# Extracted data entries
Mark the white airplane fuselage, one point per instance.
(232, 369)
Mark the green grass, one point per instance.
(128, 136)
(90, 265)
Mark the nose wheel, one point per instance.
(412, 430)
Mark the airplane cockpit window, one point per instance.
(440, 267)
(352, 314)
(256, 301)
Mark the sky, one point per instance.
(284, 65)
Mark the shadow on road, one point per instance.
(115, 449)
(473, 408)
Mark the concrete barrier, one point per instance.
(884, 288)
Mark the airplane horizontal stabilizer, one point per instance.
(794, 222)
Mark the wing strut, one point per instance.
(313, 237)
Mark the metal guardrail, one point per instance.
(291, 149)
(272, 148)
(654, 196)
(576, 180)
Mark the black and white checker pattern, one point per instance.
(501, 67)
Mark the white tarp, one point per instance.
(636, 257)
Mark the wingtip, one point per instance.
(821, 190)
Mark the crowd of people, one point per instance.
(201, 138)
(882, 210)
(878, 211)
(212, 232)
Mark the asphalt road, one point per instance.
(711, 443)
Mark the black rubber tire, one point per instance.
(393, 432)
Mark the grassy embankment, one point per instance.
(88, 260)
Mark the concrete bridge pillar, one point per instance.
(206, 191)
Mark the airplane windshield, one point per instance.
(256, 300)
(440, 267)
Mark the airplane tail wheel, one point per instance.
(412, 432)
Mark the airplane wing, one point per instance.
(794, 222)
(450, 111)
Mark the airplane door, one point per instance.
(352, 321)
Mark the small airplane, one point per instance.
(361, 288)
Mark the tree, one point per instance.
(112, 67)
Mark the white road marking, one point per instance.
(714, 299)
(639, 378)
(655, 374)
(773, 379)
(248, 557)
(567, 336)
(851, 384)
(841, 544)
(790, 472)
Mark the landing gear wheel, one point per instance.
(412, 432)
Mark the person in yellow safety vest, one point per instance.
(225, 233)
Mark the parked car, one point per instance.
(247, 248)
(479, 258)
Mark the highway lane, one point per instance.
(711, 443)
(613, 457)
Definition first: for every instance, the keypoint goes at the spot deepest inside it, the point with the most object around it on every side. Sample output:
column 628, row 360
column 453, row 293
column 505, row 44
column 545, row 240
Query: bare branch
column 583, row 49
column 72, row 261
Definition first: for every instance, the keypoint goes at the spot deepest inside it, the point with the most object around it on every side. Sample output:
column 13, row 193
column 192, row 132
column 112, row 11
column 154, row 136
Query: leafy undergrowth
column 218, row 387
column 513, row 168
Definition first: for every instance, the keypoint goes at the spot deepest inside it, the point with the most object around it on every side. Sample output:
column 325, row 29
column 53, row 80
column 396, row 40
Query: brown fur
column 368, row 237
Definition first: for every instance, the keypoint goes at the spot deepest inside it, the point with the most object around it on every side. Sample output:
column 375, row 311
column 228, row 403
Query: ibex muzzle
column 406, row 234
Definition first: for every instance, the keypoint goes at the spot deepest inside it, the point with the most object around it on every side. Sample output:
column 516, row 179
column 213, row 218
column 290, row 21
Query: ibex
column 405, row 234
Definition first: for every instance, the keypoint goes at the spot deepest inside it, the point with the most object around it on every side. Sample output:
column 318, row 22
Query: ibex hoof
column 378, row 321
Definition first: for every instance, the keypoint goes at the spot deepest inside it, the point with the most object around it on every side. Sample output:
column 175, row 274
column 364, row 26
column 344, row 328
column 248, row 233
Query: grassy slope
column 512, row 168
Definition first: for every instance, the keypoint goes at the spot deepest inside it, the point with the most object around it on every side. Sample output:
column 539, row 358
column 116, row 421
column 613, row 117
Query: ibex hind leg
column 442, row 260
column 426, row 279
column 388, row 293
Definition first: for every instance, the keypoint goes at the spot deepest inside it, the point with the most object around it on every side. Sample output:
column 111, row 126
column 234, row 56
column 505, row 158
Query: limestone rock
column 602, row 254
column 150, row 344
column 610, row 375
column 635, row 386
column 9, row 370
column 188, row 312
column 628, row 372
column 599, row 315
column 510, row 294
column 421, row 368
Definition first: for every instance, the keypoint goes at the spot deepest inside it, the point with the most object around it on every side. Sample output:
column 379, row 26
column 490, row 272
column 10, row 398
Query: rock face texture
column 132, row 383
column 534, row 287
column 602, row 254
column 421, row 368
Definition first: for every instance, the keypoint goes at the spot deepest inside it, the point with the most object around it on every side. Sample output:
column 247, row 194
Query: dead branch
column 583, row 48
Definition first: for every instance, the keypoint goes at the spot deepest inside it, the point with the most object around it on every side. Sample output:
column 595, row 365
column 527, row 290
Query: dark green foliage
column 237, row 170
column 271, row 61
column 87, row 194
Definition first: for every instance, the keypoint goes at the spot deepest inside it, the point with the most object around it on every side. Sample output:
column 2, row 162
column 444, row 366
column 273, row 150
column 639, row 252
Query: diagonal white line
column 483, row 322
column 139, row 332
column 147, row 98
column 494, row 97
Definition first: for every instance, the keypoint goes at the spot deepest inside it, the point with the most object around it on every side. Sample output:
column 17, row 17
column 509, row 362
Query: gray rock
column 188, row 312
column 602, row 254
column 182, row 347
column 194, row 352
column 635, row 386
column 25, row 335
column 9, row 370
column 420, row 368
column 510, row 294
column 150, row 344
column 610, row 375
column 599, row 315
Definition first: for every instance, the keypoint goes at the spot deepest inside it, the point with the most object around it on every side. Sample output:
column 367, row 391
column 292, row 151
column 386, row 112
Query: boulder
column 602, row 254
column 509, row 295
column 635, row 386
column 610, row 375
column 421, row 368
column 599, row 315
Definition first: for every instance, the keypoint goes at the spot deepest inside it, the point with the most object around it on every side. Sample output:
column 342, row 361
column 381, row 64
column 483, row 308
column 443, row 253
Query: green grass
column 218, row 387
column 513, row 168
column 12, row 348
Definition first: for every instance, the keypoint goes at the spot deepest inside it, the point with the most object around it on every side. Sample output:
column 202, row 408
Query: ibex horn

# About this task
Start to finish, copy the records above with no differences.

# Problem solution
Mark the white airplane fuselage, one point per instance.
(232, 369)
Mark the green grass, one point per instance.
(128, 136)
(90, 265)
Mark the nose wheel, one point per instance.
(412, 430)
Mark the airplane cockpit window, one point per instance.
(440, 267)
(352, 314)
(256, 301)
Mark the sky, one point per instance.
(284, 65)
Mark the shadow on road, one point per instance.
(115, 449)
(473, 408)
Mark the concrete barrier, one point per instance.
(884, 288)
Mark the airplane horizontal stabilizer, one point per instance.
(794, 222)
Mark the wing strut, one point per instance.
(313, 237)
Mark the metal guardrail, one point per instance.
(291, 149)
(272, 148)
(654, 196)
(576, 180)
Mark the black and white checker pattern, one point per instance.
(501, 67)
Mark the white tarp, one point per instance.
(636, 257)
Mark the wingtip, one point per instance.
(821, 190)
Mark the crowd of people, one point per instance.
(201, 138)
(882, 210)
(878, 211)
(212, 232)
Mark the asphalt road, one point per instance.
(711, 443)
Mark the black rubber tire, one point per instance.
(393, 432)
Mark the grassy embankment, one point per instance.
(88, 260)
Mark the concrete bridge pillar, one point per instance.
(206, 191)
Mark the airplane windshield, one point per instance.
(256, 300)
(440, 267)
Mark the airplane tail wheel, one point per instance.
(412, 432)
Mark the airplane wing, one point per instance.
(794, 222)
(450, 111)
Mark the airplane door, one point per instance.
(352, 321)
Mark the small airplane, one point per instance.
(361, 288)
Mark the tree, one point per instance.
(112, 67)
Mark the white road marking, one point per instance.
(714, 299)
(639, 378)
(655, 374)
(773, 379)
(248, 557)
(567, 336)
(851, 384)
(841, 544)
(790, 472)
Mark the landing gear wheel, one point per instance.
(412, 432)
Mark the person in yellow safety vest, one point per instance.
(225, 233)
Mark the parked car, one point per instance.
(247, 248)
(479, 258)
Mark the highway lane, one point per instance.
(711, 443)
(613, 457)
Definition first: for every instance, the keypoint goes at the spot deepest inside it, the point with the most object around it on every side. Sample output:
column 628, row 360
column 453, row 293
column 505, row 44
column 545, row 240
Query: bare branch
column 583, row 49
column 72, row 261
Definition first: for every instance, the keypoint goes at the spot deepest inside it, the point with the most object around it on every side. Sample output:
column 13, row 193
column 192, row 132
column 112, row 11
column 154, row 136
Query: leafy undergrowth
column 218, row 387
column 513, row 168
Definition first: for every instance, the keypoint goes at the spot deepest inside it, the point with the most object around it on every side. Sample output:
column 325, row 29
column 53, row 80
column 396, row 40
Query: brown fur
column 368, row 237
Definition first: for every instance, the keypoint goes at the spot deepest inside it, the point with the most object around it on every side. Sample output:
column 375, row 311
column 228, row 403
Query: ibex muzzle
column 406, row 234
Definition first: for every instance, the keypoint goes at the spot deepest inside it, the point with the most object around it on every side. Sample output:
column 516, row 179
column 213, row 218
column 290, row 21
Query: ibex
column 405, row 234
Definition first: for every instance, the keypoint goes at the spot deepest inside it, the point with the most object around it on every side. Sample output:
column 318, row 22
Query: ibex hoof
column 378, row 321
Definition first: for every instance, the keypoint goes at the spot deepest inside it, the point with the most object around it on every side. Sample output:
column 175, row 274
column 364, row 26
column 344, row 328
column 248, row 233
Query: grassy slope
column 512, row 168
Definition first: for every instance, the keypoint goes at the spot deepest inside it, the point with the most object around it on every side. Sample output:
column 539, row 358
column 116, row 421
column 613, row 117
Query: ibex hind leg
column 442, row 260
column 426, row 279
column 388, row 293
Definition first: for every instance, the keypoint goes at the spot deepest inside it, the point with the most object around it on every side. Sample output:
column 111, row 126
column 234, row 56
column 505, row 158
Query: limestone rock
column 602, row 254
column 150, row 344
column 610, row 375
column 635, row 386
column 9, row 370
column 188, row 312
column 628, row 372
column 599, row 315
column 510, row 294
column 421, row 368
Definition first: for every instance, the keypoint goes at the spot deepest inside it, the point with the most object around it on every side. Sample output:
column 379, row 26
column 490, row 272
column 10, row 398
Query: rock face texture
column 132, row 383
column 534, row 287
column 602, row 254
column 421, row 368
Definition first: for every instance, the keypoint goes at the spot deepest inside it, the point with the most object around it on every side. Sample output:
column 247, row 194
Query: dead branch
column 583, row 48
Definition first: for every instance, the keypoint goes at the spot deepest inside it, the point with the most object around it on every side. Sample output:
column 595, row 365
column 527, row 290
Query: dark green foliage
column 237, row 170
column 271, row 61
column 87, row 194
Definition first: for every instance, the keypoint goes at the spot deepest inside it, the point with the most object around it on every side. Sample output:
column 2, row 162
column 444, row 366
column 273, row 150
column 639, row 252
Query: diagonal white line
column 483, row 322
column 139, row 332
column 147, row 98
column 494, row 97
Definition first: for every instance, the keypoint goes at the spot deepest inside it, the point with the most object around it on every side. Sample output:
column 17, row 17
column 509, row 362
Query: gray rock
column 188, row 312
column 602, row 254
column 182, row 347
column 194, row 352
column 635, row 386
column 25, row 335
column 9, row 370
column 420, row 368
column 510, row 294
column 150, row 344
column 610, row 375
column 599, row 315
Definition first: for every instance, the keypoint goes at the spot deepest inside it, the point with the most object around it on every side. Sample output:
column 367, row 391
column 292, row 151
column 386, row 112
Query: boulder
column 602, row 254
column 509, row 295
column 635, row 386
column 610, row 375
column 421, row 368
column 599, row 315
Definition first: for every instance, the keypoint goes at the spot deepest inside it, the point with the most object around it on every side. Sample output:
column 342, row 361
column 381, row 64
column 483, row 308
column 443, row 253
Query: green grass
column 218, row 387
column 513, row 168
column 12, row 348
Definition first: for every instance, the keypoint goes at the spot deepest inside it, the point with the most object around it on every side. Sample output:
column 202, row 408
Query: ibex horn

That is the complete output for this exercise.